* Task goal *
If a line of the data below holds the string "positive", copy it.

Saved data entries
■ ■ ■
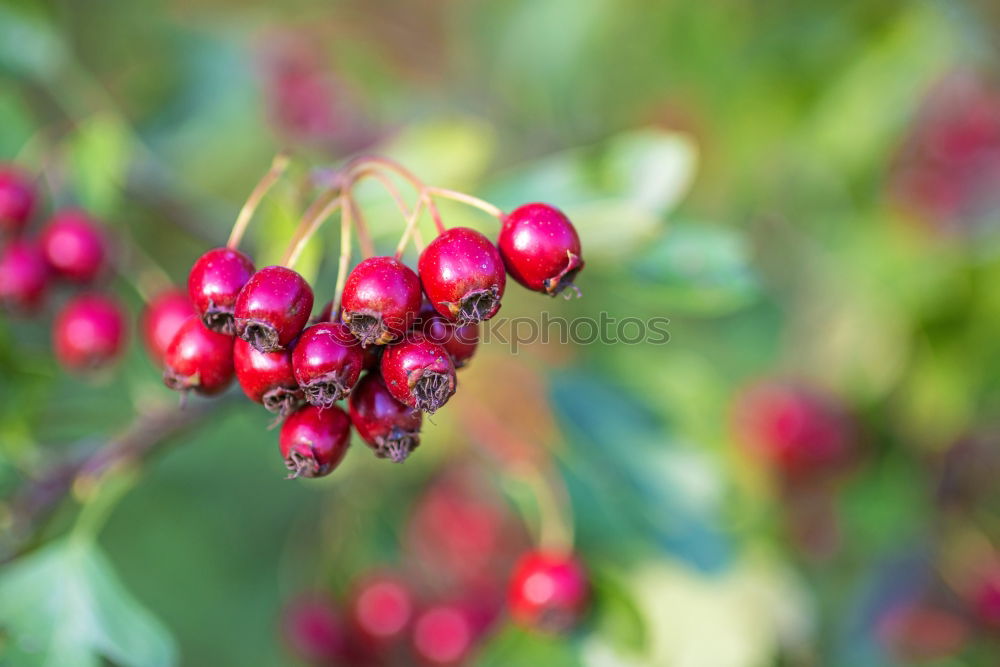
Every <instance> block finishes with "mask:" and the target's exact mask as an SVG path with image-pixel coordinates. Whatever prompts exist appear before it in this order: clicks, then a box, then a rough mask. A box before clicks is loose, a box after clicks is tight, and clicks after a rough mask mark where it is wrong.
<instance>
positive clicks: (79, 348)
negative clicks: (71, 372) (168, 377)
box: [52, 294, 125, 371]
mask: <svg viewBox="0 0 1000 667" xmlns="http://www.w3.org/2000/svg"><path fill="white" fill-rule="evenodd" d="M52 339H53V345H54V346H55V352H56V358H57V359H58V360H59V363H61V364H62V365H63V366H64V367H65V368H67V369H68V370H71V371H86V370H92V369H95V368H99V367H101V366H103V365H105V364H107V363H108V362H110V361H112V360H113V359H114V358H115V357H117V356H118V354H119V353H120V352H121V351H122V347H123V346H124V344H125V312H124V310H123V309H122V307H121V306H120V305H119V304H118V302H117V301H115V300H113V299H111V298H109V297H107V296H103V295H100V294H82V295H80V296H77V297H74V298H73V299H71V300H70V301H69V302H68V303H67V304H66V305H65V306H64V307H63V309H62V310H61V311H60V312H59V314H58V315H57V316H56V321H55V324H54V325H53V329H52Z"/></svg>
■ ■ ■
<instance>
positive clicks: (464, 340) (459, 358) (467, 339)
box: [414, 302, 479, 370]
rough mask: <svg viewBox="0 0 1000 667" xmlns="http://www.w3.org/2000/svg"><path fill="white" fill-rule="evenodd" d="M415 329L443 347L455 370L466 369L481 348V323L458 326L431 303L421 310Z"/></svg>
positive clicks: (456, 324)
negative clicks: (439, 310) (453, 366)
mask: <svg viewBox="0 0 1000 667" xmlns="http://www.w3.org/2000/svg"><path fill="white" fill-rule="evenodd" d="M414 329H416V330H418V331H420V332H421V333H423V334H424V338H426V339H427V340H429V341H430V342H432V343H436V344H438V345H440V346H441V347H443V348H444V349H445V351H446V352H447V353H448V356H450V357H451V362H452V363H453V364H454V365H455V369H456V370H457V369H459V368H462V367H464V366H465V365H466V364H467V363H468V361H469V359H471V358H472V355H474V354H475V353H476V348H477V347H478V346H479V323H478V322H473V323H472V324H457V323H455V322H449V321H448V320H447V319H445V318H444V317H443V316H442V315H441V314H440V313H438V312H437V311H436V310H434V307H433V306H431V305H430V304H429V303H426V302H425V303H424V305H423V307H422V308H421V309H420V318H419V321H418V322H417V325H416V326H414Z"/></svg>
■ ■ ■
* Answer box *
positive clicks: (79, 348)
positive clicks: (464, 340) (459, 358) (467, 339)
positive clicks: (456, 324)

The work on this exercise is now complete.